— Problem statement —
Take the lines below from the one with "Tag the golf club, one" through the one with "<point>128,178</point>" and retype them exactly. Include nothing else, and no pictures.

— Material provided —

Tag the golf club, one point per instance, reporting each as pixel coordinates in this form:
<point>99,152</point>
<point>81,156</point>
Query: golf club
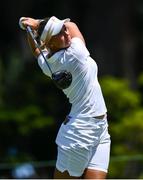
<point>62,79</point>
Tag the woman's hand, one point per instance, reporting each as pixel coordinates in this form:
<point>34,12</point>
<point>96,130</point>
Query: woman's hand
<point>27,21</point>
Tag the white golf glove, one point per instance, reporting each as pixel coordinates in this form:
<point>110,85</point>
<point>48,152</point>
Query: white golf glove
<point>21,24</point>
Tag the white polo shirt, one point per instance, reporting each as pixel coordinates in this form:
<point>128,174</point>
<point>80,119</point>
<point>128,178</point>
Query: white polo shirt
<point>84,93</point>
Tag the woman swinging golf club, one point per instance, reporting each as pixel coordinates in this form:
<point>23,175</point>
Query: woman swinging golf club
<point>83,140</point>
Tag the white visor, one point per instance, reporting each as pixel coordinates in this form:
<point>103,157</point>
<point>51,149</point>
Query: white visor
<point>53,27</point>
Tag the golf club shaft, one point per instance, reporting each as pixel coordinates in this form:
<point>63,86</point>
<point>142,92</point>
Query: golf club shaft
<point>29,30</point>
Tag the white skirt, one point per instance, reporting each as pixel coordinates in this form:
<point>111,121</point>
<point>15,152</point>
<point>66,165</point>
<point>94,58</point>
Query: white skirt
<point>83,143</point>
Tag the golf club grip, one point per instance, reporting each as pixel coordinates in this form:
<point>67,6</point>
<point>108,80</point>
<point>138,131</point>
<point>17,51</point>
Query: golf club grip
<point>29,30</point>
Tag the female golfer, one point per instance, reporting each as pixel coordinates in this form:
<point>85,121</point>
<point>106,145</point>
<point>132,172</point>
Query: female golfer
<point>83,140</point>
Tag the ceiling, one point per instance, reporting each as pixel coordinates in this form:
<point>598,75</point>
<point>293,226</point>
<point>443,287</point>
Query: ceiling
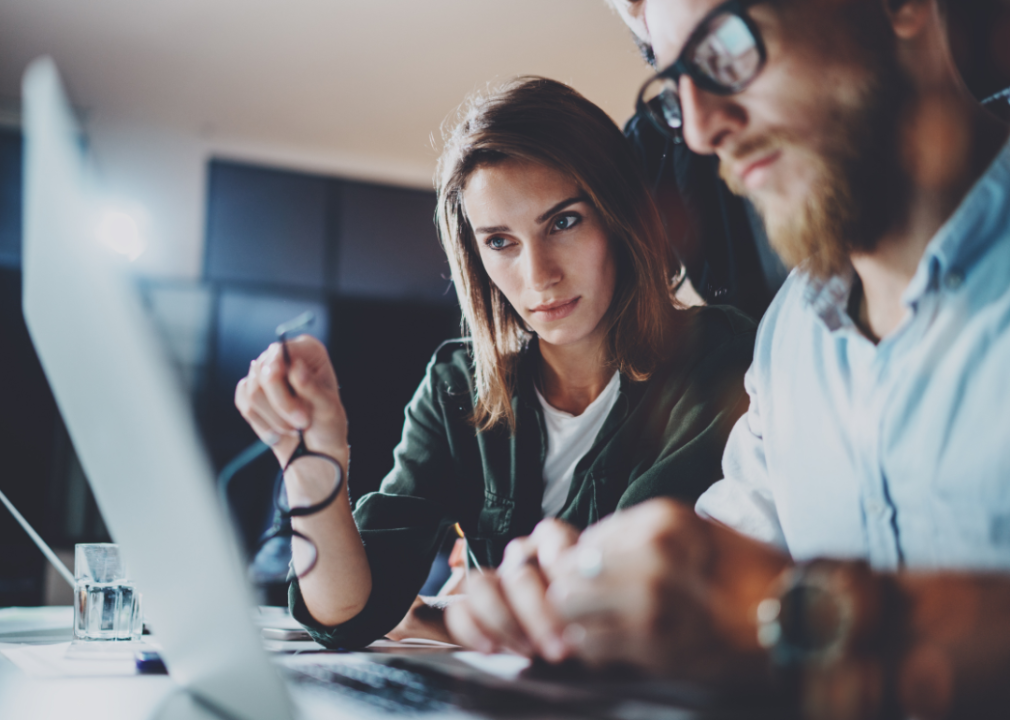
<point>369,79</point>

...

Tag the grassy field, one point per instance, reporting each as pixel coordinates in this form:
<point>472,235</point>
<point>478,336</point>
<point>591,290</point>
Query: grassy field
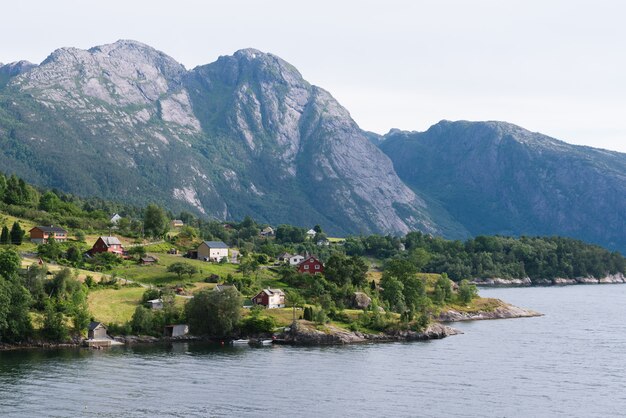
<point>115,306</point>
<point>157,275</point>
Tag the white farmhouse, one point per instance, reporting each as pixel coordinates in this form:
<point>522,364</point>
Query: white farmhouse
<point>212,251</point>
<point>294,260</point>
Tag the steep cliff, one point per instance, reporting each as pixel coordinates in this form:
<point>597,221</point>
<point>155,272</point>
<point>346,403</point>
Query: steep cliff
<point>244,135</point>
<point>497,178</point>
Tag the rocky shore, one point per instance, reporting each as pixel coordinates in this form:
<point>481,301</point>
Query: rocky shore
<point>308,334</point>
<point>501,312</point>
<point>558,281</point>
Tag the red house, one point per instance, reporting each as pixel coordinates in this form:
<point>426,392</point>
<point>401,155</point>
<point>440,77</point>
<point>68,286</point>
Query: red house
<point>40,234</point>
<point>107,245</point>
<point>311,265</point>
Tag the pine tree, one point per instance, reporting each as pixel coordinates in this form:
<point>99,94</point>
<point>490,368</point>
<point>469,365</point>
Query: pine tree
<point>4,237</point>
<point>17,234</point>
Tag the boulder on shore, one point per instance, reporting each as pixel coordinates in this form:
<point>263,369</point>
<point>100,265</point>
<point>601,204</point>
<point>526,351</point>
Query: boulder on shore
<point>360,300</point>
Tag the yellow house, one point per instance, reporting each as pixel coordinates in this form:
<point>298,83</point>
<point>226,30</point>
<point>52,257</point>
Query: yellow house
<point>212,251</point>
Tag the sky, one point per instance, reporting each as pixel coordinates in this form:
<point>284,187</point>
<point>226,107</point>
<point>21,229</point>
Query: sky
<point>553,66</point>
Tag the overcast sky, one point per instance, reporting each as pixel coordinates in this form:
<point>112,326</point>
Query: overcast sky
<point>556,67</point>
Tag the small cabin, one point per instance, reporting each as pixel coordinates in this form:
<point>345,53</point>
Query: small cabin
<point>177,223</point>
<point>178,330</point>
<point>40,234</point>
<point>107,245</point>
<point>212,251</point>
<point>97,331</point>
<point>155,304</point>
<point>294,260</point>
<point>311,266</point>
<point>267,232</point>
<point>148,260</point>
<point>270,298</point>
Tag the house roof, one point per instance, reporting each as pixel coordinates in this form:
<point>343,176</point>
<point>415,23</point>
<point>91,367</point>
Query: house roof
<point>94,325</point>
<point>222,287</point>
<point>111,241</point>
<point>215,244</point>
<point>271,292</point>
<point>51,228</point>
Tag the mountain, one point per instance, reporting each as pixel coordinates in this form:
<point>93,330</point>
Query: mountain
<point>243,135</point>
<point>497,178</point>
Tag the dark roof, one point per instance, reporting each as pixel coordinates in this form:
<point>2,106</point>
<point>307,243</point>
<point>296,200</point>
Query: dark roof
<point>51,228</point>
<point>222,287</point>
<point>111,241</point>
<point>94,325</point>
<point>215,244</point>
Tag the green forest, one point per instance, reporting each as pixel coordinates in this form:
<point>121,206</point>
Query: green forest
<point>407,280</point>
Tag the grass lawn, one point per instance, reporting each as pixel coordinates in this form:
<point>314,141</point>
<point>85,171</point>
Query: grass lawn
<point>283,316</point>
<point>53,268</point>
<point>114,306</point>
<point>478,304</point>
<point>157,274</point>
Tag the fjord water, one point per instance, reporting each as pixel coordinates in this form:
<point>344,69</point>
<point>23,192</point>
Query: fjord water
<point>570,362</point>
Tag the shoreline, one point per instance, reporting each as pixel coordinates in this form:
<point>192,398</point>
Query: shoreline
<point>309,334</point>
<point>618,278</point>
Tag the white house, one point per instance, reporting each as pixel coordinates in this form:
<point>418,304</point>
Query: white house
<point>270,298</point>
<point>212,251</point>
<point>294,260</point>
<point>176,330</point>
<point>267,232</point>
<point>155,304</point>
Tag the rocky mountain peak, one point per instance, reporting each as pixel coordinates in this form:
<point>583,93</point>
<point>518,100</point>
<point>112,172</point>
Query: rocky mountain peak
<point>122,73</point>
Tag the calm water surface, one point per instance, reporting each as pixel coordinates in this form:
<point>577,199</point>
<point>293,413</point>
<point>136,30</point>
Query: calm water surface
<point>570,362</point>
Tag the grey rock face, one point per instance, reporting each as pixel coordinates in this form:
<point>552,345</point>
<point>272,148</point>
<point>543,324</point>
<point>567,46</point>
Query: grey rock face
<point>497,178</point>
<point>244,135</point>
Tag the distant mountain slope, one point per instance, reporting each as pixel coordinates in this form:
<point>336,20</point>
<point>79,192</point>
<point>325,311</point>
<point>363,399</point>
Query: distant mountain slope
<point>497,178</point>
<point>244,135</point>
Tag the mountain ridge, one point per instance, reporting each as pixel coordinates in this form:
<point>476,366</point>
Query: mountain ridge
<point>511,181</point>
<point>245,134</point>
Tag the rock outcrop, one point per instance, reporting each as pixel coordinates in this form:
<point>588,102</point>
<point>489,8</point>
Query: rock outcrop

* * *

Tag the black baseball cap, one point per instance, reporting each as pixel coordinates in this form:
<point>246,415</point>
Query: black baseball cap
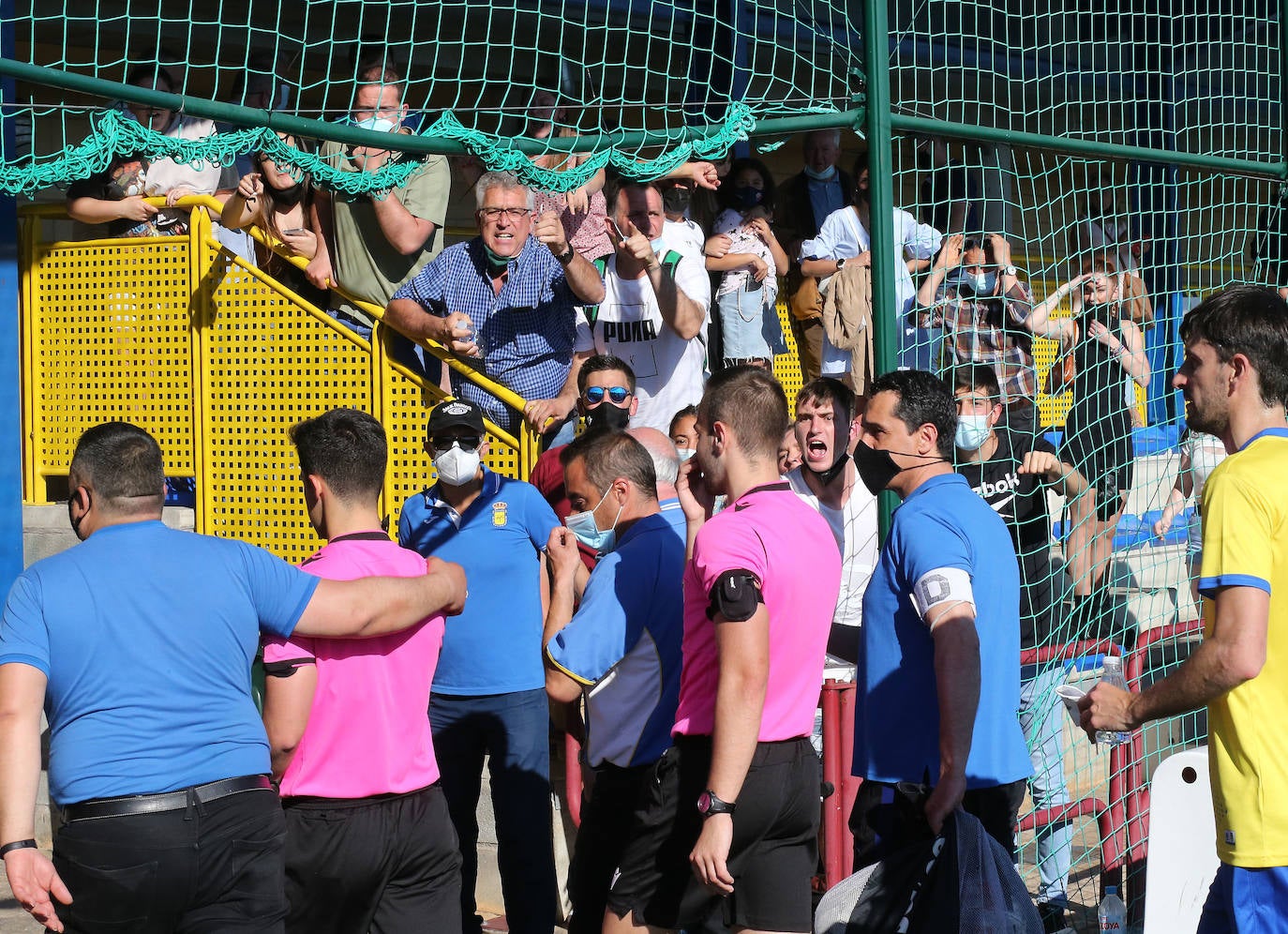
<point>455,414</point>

— Written solution —
Tag the golf club, one point per instance, reporting each as pixel coordinates in this form:
<point>99,152</point>
<point>81,156</point>
Query: golf club
<point>62,79</point>
Tag the woman's hand, one point per instance, reporting each as pixel coordinates in this form:
<point>34,12</point>
<point>96,130</point>
Query: woman's hand
<point>27,21</point>
Tag the white golf glove, one point per instance, reporting each as pixel coordinates in this form:
<point>110,85</point>
<point>48,152</point>
Query: white golf glove
<point>21,24</point>
Tag the white polo shirt, one point per instance, reporting each as pixel coordinates in this form:
<point>128,174</point>
<point>80,119</point>
<point>128,178</point>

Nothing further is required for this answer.